**Data to use**
▬▬▬▬▬▬▬▬▬▬
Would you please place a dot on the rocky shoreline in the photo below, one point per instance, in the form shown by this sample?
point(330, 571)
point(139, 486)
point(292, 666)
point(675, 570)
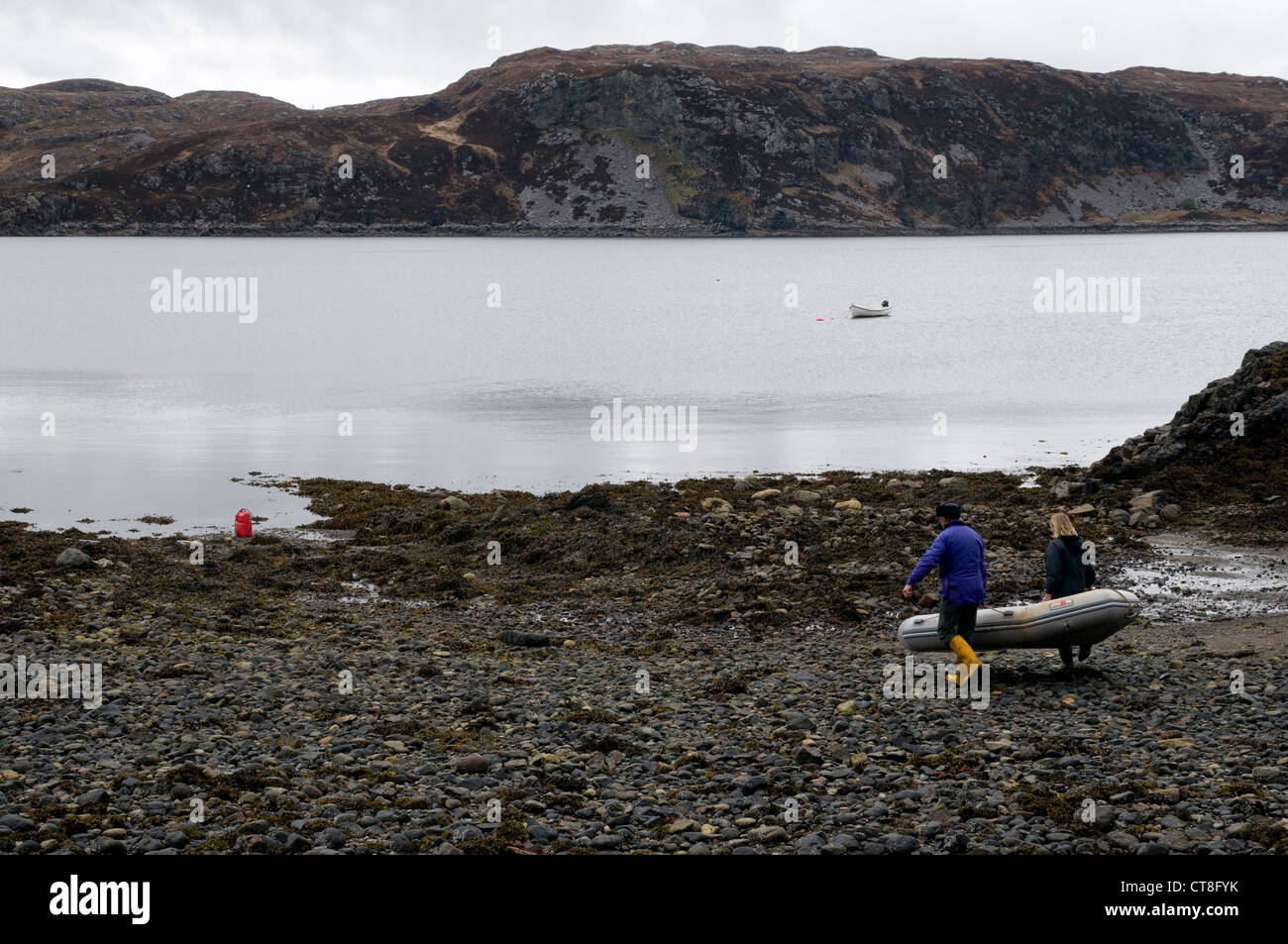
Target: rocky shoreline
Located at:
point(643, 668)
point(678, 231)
▬▬▬▬▬▬▬▬▬▬
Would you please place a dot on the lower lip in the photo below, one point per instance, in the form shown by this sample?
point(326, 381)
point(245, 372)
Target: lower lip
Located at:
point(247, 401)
▬▬▬▬▬▬▬▬▬▬
**Request**
Rewrite every line in the part that opens with the line containing "Would you please place a dot on the rocky" and closes with the line containing "point(678, 231)", shifting each coordinate of the points listed under "Located at:" by 146 while keeping the format sample points unchanged. Leave the pictures out.

**Exercise answer**
Would you please place a dot on the rocky shoreline in the photo below, one point per instance, in the form shown by this sample?
point(330, 571)
point(139, 486)
point(292, 666)
point(675, 570)
Target: rocky shoreline
Located at:
point(789, 814)
point(824, 377)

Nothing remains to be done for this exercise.